Records shown below:

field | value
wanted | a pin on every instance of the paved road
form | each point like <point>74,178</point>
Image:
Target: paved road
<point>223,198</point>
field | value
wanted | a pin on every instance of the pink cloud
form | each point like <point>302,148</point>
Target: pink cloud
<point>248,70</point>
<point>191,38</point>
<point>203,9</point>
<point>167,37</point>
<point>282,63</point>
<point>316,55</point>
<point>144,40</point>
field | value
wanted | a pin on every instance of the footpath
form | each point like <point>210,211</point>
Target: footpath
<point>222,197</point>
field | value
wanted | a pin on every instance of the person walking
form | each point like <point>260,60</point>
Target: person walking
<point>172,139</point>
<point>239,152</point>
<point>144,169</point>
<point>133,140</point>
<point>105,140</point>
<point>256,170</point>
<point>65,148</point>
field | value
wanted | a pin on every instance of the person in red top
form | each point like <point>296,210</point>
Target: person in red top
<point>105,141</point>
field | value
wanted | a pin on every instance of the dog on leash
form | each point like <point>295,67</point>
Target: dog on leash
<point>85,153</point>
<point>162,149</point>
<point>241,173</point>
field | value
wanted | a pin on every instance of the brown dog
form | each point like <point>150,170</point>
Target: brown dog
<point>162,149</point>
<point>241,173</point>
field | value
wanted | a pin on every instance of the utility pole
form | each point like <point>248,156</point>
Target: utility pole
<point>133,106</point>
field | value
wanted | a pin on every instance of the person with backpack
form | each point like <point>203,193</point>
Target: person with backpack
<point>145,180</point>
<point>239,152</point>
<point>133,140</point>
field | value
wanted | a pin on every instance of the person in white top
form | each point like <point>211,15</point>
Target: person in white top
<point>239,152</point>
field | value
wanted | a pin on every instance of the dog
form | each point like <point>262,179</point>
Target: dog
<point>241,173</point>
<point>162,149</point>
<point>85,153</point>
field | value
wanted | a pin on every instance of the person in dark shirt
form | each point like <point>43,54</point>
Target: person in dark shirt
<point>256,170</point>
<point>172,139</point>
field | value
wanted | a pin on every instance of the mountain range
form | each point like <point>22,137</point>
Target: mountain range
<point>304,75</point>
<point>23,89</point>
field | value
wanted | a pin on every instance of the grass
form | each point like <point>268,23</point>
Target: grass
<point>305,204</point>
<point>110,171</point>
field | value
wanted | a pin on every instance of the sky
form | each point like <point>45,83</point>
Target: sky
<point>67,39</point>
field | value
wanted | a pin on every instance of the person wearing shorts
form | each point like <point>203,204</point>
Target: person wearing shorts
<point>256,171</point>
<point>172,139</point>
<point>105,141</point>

End of Records shown.

No line may be skipped. Transcribe the listing above exactly.

field | value
wanted | a pin on every instance of the paved road
form | each point like <point>74,178</point>
Image:
Target: paved road
<point>223,198</point>
field | value
wanted | a pin on every instance of the pink cloud
form | each point like <point>302,148</point>
Target: pink cloud
<point>248,70</point>
<point>191,38</point>
<point>203,9</point>
<point>167,37</point>
<point>282,63</point>
<point>316,55</point>
<point>144,40</point>
field | value
wanted | a pin on every instance of the footpath
form | each point like <point>210,211</point>
Target: footpath
<point>222,197</point>
field | value
wanted | a pin on every instance of the person walking
form | each point like <point>260,60</point>
Target: person walking
<point>172,139</point>
<point>239,152</point>
<point>144,169</point>
<point>133,140</point>
<point>105,140</point>
<point>256,170</point>
<point>65,148</point>
field | value
wanted | a pin on every instance of the person in red top
form | each point like <point>296,210</point>
Target: person in red top
<point>105,141</point>
field | value
wanted | a pin on every instance of the dog on leash
form | each point like <point>295,67</point>
Target: dog on leash
<point>85,153</point>
<point>162,149</point>
<point>241,173</point>
field | value
wanted | a pin on every instance of the brown dog
form | each point like <point>150,170</point>
Target: brown dog
<point>162,149</point>
<point>241,173</point>
field | value
wanted | a pin on every instance of the utility pole
form | each point like <point>248,156</point>
Target: utility pole
<point>133,106</point>
field | value
wanted | a pin on every instance of the person with backpack
form | each point like <point>203,193</point>
Target: person with backpack
<point>145,180</point>
<point>239,152</point>
<point>133,140</point>
field | value
wanted | a pin on every instance of the person in white top
form | each point like <point>211,15</point>
Target: person in white top
<point>239,152</point>
field | value
wanted | a pin on every instance of the dog
form | each point like <point>262,179</point>
Target: dog
<point>241,173</point>
<point>162,149</point>
<point>85,153</point>
field | value
wanted | a pin on every instance of the person in dark shirt
form | each point like <point>43,54</point>
Target: person in dark shirt
<point>256,170</point>
<point>172,139</point>
field | value
wanted | a pin on every instance of the mountain range
form | each point like <point>22,137</point>
Target: mountain range
<point>304,75</point>
<point>23,89</point>
field | value
wanted | a pin on every instance of the grass
form | each point like <point>268,23</point>
Target: grass
<point>305,204</point>
<point>110,171</point>
field | value
wanted | a pin on every instance of the sky
form | each point like <point>45,83</point>
Target: sky
<point>67,39</point>
field | value
wanted | a pin on every instance of the person wearing shorts
form | each point like <point>203,204</point>
Target: person wearing shorts
<point>256,171</point>
<point>172,139</point>
<point>105,141</point>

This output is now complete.